Meanwhile, crude oil prices hit a fresh two-year high Friday following the closure of the 590,000 barrel-per-day Keystone pipeline connecting Canadian oilfields with the United States last week. West Texas Intermediate crude futures for December delivery jumped higher 1.41% to $58.84 Friday. The last time crude closed above $60 was June 2016.
Investors appeared to remain optimistic that OPEC will extend production cuts when it meets on Nov. 30. In January, the group reached a deal to slash production through March 2018, but the expected continuation would push the expiry date for production cuts further out. The Energy Select Sector SPDR ETF (XLE) gained 0.3% Friday.
IHS Markit said that the PMI Composite Flash reading covering both the manufacturing and services sectors fell to 54.6 in November, from the prior reading of 55.2. A reading above 50 indicates expansion, whereas a reading below 50 indicates contraction.
New York-listed shares of Teva Pharmaceutical Industries Ltd. (TEVA) opened the day sharply higher Friday amid reports that the world's biggest generic drugmaker is getting ready to implement massive job cuts in both the United States and its home market of Israel.
Israel's Calcalist, a financial news website, reported Thursday that Teva was preparing to lay off more than 10% of its U.S.-based workers -- and as much as 25% globally -- amid slumping profits the company has previously linked to falling prices for generic drugs in key markets.
Israel's Economy Minister Eli Cohen told Reuters that the job cut numbers were "not accurate," but didn't dispute that layoffs were on the way. Teva has had a rough year, with shares tumbling more than 62% since the beginning of 2017. Teva ended up shaving its morning gains by the afternoon, closing essentially flat on Friday $13.69.
Back in July, Musk bet the people of Australia that he could build a 100MW battery in 100 days or it would be free. The South Australian government announced Friday the completion of the world's largest lithium-ion battery. In a statement, the office of state premier Jay Weatherill confirmed the battery would be energized within days, CNET reported.

=-=-=-=-=

What is being asked
Write out the stretch of the market report from "IHS Markit said" through "50 indicates contraction.", word for word. The records that follow come from a separate source.

Data under study
=-=-=-=-=

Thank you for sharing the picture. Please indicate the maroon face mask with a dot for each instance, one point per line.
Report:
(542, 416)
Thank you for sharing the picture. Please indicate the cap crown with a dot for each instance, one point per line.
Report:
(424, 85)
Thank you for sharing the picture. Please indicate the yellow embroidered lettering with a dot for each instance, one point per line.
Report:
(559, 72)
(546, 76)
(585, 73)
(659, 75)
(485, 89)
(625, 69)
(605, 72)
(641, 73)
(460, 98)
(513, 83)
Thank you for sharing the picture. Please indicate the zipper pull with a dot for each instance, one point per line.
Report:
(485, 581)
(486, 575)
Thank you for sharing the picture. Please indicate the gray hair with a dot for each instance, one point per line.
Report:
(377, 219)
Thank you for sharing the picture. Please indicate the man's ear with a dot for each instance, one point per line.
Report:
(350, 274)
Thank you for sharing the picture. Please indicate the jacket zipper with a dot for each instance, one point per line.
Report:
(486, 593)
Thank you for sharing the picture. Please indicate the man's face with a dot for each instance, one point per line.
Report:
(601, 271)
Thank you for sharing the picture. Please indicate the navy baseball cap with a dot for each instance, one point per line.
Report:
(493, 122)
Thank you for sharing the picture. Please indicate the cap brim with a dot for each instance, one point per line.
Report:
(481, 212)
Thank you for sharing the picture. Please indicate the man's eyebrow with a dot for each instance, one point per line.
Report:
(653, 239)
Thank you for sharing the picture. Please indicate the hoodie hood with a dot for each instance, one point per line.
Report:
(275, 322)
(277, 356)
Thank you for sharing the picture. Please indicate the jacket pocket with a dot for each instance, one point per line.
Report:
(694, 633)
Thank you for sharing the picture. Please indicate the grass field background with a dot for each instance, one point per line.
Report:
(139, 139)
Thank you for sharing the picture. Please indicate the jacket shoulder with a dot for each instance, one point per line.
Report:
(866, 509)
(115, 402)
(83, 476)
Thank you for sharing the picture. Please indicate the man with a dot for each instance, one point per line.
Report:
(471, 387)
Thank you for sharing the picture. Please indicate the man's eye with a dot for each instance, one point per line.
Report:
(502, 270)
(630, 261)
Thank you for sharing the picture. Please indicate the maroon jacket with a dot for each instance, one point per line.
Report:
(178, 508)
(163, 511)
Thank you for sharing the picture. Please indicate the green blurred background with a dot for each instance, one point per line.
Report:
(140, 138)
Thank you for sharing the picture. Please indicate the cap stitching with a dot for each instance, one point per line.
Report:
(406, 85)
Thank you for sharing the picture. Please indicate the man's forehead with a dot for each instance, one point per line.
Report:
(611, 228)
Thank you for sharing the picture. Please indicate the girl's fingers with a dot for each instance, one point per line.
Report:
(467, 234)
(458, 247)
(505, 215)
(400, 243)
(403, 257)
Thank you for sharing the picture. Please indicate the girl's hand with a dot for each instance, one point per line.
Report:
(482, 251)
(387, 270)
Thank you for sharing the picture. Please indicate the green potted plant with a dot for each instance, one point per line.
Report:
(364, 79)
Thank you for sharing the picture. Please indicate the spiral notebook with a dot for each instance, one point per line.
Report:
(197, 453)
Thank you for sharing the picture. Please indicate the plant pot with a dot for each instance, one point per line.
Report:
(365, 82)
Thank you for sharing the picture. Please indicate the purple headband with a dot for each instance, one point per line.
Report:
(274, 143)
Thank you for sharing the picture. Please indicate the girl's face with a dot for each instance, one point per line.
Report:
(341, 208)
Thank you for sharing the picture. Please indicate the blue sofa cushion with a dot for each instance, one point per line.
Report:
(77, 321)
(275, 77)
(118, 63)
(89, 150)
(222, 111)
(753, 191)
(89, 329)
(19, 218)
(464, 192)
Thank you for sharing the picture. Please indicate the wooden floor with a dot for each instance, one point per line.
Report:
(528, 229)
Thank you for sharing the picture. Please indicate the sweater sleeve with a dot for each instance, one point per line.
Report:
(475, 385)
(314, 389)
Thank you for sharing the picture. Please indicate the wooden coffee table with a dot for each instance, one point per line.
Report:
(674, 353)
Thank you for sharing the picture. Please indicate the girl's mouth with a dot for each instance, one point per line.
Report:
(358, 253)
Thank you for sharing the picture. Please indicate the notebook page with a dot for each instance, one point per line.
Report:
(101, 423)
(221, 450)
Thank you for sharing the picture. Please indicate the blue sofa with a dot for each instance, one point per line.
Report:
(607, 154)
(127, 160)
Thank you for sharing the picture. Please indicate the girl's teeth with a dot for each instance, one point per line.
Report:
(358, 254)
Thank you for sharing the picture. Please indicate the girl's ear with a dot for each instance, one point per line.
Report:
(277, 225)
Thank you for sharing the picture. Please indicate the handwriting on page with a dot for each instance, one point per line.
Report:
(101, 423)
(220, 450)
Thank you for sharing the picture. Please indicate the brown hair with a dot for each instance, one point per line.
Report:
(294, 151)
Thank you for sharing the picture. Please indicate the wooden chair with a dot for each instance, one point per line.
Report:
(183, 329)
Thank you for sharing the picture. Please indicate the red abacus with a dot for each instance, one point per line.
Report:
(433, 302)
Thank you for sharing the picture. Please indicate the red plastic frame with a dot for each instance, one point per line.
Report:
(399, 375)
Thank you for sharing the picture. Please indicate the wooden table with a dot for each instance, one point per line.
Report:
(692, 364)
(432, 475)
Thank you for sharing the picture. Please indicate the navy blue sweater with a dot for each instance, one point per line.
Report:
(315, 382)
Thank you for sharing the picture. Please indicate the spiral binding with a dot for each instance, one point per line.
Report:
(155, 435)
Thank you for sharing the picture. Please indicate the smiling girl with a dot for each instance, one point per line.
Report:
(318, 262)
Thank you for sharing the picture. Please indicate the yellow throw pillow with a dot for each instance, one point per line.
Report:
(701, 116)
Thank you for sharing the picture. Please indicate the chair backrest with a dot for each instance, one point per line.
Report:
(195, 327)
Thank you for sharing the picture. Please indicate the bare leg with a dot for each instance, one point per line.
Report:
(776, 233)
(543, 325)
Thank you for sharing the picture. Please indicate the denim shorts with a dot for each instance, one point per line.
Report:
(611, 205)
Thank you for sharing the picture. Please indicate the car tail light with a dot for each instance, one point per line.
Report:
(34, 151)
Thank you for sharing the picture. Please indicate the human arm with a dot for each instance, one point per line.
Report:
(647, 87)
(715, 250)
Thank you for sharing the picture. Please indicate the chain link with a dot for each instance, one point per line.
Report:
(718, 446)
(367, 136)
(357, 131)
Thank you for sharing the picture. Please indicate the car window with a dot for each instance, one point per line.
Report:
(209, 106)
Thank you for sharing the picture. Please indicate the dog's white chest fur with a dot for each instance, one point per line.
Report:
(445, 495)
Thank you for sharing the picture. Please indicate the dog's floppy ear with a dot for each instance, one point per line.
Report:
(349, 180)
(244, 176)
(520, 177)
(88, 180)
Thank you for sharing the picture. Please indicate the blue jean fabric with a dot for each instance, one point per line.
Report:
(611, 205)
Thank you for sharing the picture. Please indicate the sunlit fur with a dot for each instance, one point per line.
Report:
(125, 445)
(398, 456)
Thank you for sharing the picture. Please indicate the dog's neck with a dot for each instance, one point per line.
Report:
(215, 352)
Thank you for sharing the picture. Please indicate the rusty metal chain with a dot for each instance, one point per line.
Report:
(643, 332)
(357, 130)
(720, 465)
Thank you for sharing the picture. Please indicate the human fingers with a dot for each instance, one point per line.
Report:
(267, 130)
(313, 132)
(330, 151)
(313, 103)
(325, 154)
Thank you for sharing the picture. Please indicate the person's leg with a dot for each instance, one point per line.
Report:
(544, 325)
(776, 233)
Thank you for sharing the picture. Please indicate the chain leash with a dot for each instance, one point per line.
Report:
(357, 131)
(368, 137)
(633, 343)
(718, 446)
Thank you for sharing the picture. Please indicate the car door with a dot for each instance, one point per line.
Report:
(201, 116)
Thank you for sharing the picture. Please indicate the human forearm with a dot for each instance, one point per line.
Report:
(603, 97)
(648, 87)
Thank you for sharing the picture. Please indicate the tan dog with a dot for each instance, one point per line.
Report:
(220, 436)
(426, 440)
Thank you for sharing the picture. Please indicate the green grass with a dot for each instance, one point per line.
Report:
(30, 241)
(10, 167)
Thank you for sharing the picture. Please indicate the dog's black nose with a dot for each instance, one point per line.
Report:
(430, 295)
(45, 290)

=-=-=-=-=

Result for this exercise
IHS Markit said that the PMI Composite Flash reading covering both the manufacturing and services sectors fell to 54.6 in November, from the prior reading of 55.2. A reading above 50 indicates expansion, whereas a reading below 50 indicates contraction.